PROBLEM DESCRIPTION: Reproduce the following listing line for line, changing nothing.

-- BEGIN RECORDS PROVIDED --

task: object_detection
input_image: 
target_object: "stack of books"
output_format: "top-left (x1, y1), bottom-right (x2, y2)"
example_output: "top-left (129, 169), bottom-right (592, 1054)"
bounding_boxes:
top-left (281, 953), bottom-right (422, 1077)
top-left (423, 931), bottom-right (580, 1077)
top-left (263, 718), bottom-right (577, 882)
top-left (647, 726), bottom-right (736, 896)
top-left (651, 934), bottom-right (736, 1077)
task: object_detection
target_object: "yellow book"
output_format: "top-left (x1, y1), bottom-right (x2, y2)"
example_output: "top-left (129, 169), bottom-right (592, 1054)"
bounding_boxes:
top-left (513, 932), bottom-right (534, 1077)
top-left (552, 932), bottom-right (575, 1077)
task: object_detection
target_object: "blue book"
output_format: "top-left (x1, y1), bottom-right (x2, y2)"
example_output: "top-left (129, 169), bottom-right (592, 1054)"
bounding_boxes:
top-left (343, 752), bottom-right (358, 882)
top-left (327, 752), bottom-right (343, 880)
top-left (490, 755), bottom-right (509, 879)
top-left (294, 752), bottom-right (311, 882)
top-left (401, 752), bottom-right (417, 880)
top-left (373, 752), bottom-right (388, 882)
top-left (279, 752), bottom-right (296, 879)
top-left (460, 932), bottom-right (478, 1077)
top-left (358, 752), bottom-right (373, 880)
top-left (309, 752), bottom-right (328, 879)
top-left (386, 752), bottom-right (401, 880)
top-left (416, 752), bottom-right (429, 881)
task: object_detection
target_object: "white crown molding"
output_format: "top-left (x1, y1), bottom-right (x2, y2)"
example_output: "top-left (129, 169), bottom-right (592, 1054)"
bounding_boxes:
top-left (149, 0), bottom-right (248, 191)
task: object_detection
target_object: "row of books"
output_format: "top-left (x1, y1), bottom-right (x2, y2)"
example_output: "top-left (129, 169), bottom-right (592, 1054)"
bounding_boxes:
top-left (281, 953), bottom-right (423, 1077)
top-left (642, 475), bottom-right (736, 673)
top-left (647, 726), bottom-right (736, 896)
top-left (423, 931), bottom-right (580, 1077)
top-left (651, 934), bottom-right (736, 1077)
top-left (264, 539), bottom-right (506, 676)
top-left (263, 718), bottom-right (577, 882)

-- END RECORDS PROVIDED --

EXPECTED ANSWER:
task: object_detection
input_image: 
target_object: "stack of books"
output_format: "top-left (x1, y1), bottom-right (x2, y2)"
example_output: "top-left (129, 169), bottom-right (592, 1054)"
bounding_boxes:
top-left (281, 953), bottom-right (422, 1077)
top-left (423, 931), bottom-right (580, 1077)
top-left (263, 718), bottom-right (577, 882)
top-left (647, 726), bottom-right (736, 896)
top-left (651, 934), bottom-right (736, 1077)
task: object_detection
target_object: "yellow book"
output_format: "top-left (x1, y1), bottom-right (x2, y2)"
example_output: "top-left (129, 169), bottom-right (592, 1054)"
bounding_boxes:
top-left (513, 932), bottom-right (534, 1077)
top-left (552, 932), bottom-right (575, 1077)
task: object_detection
target_object: "blue book"
output_format: "top-left (x1, y1), bottom-right (x2, y2)"
example_output: "top-left (129, 169), bottom-right (592, 1054)"
bounding_boxes:
top-left (343, 752), bottom-right (358, 882)
top-left (327, 752), bottom-right (343, 880)
top-left (490, 755), bottom-right (509, 879)
top-left (294, 752), bottom-right (311, 882)
top-left (401, 752), bottom-right (417, 880)
top-left (373, 752), bottom-right (388, 882)
top-left (279, 752), bottom-right (296, 879)
top-left (460, 932), bottom-right (478, 1077)
top-left (358, 752), bottom-right (373, 880)
top-left (309, 752), bottom-right (328, 879)
top-left (386, 752), bottom-right (401, 880)
top-left (416, 752), bottom-right (429, 881)
task: object_detection
target_object: "white crown molding"
output_format: "top-left (x1, y1), bottom-right (x2, y2)"
example_output: "top-left (129, 169), bottom-right (592, 1054)"
bounding_boxes:
top-left (149, 0), bottom-right (248, 191)
task: object_detection
target_object: "row of books"
output_format: "top-left (x1, y1), bottom-right (x2, y2)"
example_output: "top-left (129, 169), bottom-right (592, 1054)"
bounding_boxes:
top-left (281, 953), bottom-right (423, 1077)
top-left (642, 475), bottom-right (736, 673)
top-left (647, 726), bottom-right (736, 896)
top-left (423, 931), bottom-right (580, 1077)
top-left (651, 934), bottom-right (736, 1077)
top-left (264, 539), bottom-right (506, 676)
top-left (263, 718), bottom-right (577, 882)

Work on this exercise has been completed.